____ Data for this exercise

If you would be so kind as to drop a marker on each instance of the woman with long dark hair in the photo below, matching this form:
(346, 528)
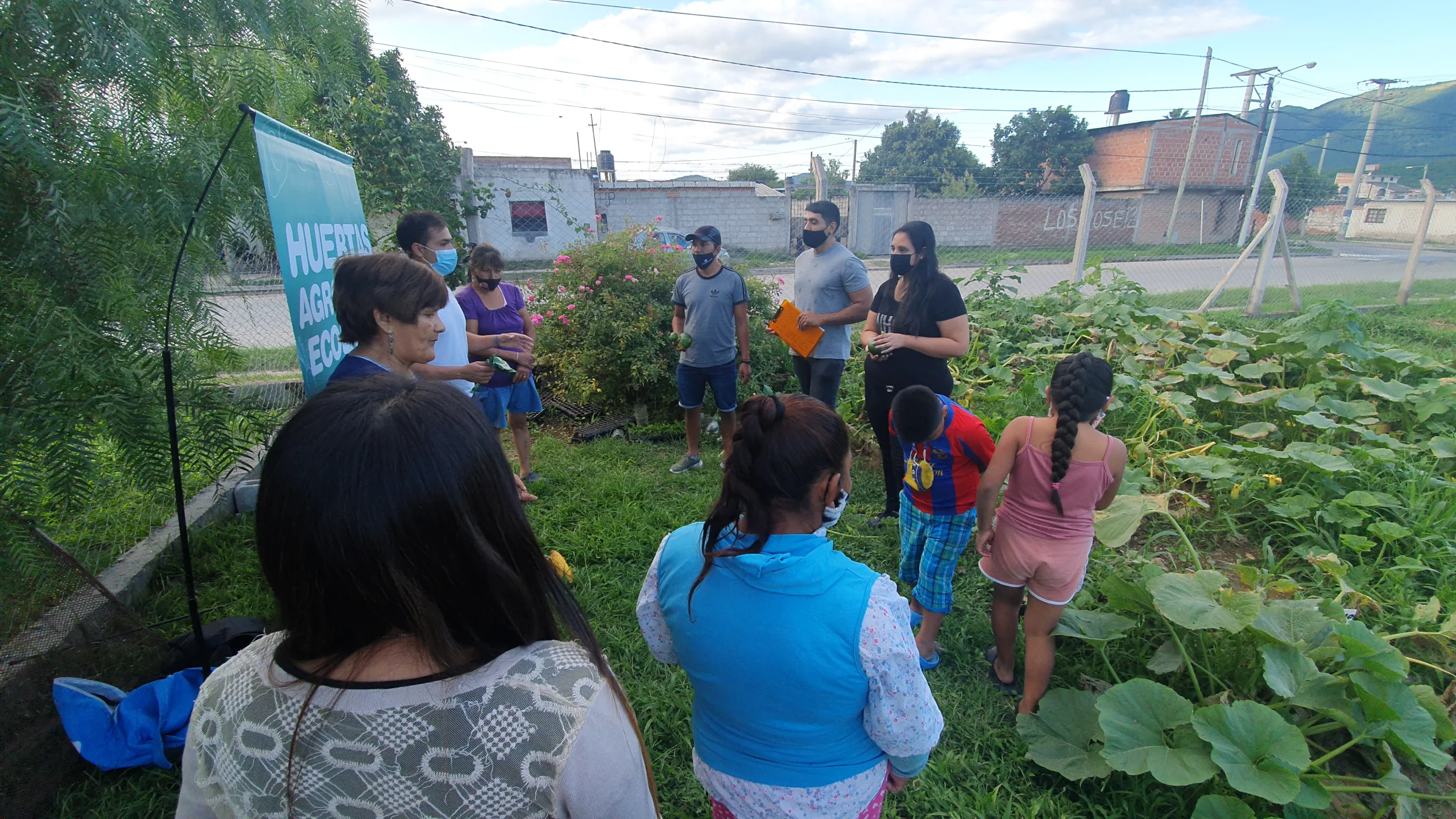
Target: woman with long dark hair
(1034, 547)
(423, 665)
(809, 696)
(916, 322)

________

Exercise brief:
Rewrite the listing with every "long dark hair" changed to "curly red hair" and everything else left as it is, omitting the pictures.

Written answer:
If you would be so kind as to drop a marker on each instance of the woman with curly red hair in the photo below, matching this form:
(346, 528)
Target: woman with curly red hair
(1034, 547)
(423, 665)
(809, 696)
(916, 322)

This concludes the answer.